__Problem requirements__.
Swap "background" for "exterior" wherever it occurs in the data below, and reproduce every line otherwise unchanged.

__Task inputs__.

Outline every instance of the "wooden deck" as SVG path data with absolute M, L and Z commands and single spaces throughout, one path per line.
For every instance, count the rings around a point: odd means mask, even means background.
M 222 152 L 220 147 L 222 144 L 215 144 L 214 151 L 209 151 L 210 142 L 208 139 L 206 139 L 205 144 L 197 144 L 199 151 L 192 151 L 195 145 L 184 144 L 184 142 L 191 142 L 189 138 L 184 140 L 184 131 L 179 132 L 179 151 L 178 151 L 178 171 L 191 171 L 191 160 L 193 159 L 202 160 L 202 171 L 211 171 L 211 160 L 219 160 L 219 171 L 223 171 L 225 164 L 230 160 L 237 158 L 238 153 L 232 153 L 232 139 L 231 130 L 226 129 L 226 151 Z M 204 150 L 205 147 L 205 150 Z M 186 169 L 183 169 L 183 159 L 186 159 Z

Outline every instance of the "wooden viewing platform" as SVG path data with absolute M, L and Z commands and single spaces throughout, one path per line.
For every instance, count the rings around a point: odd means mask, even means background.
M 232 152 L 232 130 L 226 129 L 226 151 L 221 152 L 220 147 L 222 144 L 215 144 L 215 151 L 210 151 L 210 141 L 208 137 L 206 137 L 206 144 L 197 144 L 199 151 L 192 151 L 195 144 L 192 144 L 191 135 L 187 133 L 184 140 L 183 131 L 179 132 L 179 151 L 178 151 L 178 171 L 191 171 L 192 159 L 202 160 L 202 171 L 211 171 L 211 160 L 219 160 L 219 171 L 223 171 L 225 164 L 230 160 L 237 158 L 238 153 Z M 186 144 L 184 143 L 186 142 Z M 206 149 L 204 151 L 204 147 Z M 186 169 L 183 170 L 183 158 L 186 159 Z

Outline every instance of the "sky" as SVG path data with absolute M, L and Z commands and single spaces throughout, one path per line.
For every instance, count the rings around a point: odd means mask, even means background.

__Result below__.
Outline every instance of the "wooden deck" as SVG path data with absolute M, L and Z commands and single spaces throughout, one path per line.
For every instance, count the rings around a point: odd means mask, even means exterior.
M 222 152 L 220 147 L 222 144 L 215 144 L 214 151 L 209 151 L 210 142 L 208 139 L 206 139 L 205 144 L 197 144 L 199 151 L 192 151 L 195 145 L 184 144 L 184 142 L 191 142 L 189 138 L 184 140 L 184 131 L 179 132 L 179 151 L 178 151 L 178 171 L 191 171 L 191 160 L 193 159 L 202 160 L 202 171 L 211 171 L 211 160 L 219 160 L 219 171 L 223 171 L 225 164 L 230 160 L 237 158 L 238 153 L 232 153 L 232 139 L 231 130 L 226 129 L 226 151 Z M 204 150 L 205 147 L 205 150 Z M 186 169 L 183 169 L 183 159 L 186 159 Z

Outline every instance of the "wooden viewing platform" as SVG path data with absolute M, L and Z commands and single spaces throughout, one path per line.
For every instance, count the rings around a point: odd means mask, even means exterior.
M 232 152 L 232 130 L 226 129 L 226 151 L 221 152 L 220 147 L 222 144 L 215 144 L 215 151 L 210 151 L 210 141 L 208 137 L 206 137 L 206 144 L 197 144 L 199 151 L 192 151 L 195 144 L 192 144 L 191 135 L 187 133 L 184 140 L 183 131 L 179 132 L 179 151 L 178 151 L 178 171 L 191 171 L 192 159 L 202 160 L 202 171 L 211 171 L 211 160 L 219 160 L 219 171 L 223 171 L 225 164 L 230 160 L 237 158 L 238 153 Z M 186 144 L 184 143 L 186 142 Z M 206 149 L 204 151 L 204 147 Z M 186 169 L 183 170 L 183 158 L 186 159 Z

Outline every instance of the "sky" as SVG path data with absolute M, L and Z commands and single spaces throughout, one path per line.
For every instance, count the rings around a point: odd means mask, even means exterior.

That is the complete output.